**Page extract**
# # # # # # #
Types of auto insurance explained
There are many types of drivers out there—and many types of auto insurance to meet their needs. This includes “classic automobile” insurance for antique car collectors and “rideshare” insurance for Über drivers. However, if it’s your first time purchasing and insuring a car, there are seven key types of insurance you should know about, explained below.
The Three Major Coverage Types
There are three types of auto insurance that could greatly reduce the financial risk of a car accident. The first of these is required in almost every state. This is liability insurance. If you are in a car accident that is your fault, liability insurance is designed to cover the losses of the other driver, up to a limit. This includes any repairs needed for the other driver’s car as well as any medical care required for the other driver and that driver’s passengers. However, it may not cover any of your costs in the accident.
That is why you might want collision insurance. If you cause a collision, collision insurance is designed to cover the cost of repairing your car. It should also cover any accidents you have that don’t involve other automobiles, for example, running into a guardrail or tree. In addition, if another driver is at fault for an accident that involves your car, but their liability insurance won’t fully cover your expenses, collision insurance could help make up the difference. Collision insurance isn’t required by law but is frequently required with an automobile loan or lease.
# # # # # # #
Segmentation mask data:
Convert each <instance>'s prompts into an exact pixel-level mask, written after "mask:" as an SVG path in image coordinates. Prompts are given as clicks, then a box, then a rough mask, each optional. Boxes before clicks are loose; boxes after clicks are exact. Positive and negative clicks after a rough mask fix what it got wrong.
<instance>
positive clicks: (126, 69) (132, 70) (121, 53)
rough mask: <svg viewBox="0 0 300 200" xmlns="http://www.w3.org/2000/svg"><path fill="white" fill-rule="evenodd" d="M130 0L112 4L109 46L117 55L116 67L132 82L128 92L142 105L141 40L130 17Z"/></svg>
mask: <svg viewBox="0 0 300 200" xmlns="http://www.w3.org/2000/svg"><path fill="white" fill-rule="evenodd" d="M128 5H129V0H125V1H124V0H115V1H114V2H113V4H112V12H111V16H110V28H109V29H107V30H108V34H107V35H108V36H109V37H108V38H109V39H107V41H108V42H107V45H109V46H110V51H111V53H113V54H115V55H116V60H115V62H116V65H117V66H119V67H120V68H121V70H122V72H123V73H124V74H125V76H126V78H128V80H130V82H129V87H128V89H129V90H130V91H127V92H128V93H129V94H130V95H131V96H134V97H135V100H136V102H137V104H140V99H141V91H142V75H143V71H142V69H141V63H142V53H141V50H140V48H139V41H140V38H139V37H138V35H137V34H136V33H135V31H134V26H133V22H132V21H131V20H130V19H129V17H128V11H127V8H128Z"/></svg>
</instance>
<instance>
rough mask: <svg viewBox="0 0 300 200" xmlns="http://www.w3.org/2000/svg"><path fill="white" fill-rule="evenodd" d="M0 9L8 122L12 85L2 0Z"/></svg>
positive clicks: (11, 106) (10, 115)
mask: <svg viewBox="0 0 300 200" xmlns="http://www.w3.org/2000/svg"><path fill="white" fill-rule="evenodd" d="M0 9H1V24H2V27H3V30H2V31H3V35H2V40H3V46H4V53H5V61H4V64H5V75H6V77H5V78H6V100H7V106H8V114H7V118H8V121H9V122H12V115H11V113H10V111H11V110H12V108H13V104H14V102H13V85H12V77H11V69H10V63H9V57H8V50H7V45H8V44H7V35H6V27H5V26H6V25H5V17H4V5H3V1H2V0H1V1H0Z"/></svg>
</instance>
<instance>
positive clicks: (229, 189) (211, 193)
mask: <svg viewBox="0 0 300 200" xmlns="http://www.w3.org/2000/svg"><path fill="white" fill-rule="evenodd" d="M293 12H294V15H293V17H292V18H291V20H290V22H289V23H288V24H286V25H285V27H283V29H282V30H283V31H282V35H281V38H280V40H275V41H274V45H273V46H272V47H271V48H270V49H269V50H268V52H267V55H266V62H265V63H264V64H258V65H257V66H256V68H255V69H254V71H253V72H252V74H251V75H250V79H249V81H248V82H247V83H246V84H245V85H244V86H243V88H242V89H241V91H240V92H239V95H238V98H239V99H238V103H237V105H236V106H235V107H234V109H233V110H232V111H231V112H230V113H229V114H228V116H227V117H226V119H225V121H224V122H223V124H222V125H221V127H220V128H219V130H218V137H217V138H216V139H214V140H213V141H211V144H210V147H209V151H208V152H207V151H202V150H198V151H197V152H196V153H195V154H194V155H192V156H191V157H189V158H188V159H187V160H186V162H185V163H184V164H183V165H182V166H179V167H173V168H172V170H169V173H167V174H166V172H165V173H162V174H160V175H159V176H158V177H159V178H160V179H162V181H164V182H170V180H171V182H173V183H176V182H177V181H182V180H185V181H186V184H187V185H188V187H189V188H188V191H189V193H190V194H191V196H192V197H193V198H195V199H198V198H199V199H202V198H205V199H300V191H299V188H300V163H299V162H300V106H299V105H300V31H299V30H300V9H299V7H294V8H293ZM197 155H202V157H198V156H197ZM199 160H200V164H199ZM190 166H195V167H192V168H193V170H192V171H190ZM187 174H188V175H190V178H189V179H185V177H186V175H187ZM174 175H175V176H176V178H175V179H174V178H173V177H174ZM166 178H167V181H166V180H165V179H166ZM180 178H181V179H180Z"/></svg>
# # # # # # #
**Activities**
#1 From the auto insurance overview, reproduce the passage between "That is why" and "loan or lease.", inclusive.
#2 Answer these questions from the auto insurance overview:
(a) How many key types of insurance should a first-time car buyer know about?
(b) Which type of auto insurance is required in almost every state?
(c) With what is collision insurance frequently required?
This material has no role here.

**Answers by task**
#1
That is why you might want collision insurance. If you cause a collision, collision insurance is designed to cover the cost of repairing your car. It should also cover any accidents you have that don’t involve other automobiles, for example, running into a guardrail or tree. In addition, if another driver is at fault for an accident that involves your car, but their liability insurance won’t fully cover your expenses, collision insurance could help make up the difference. Collision insurance isn’t required by law but is frequently required with an automobile loan or lease.

#2
(a) Seven.
(b) Liability insurance.
(c) An automobile loan or lease.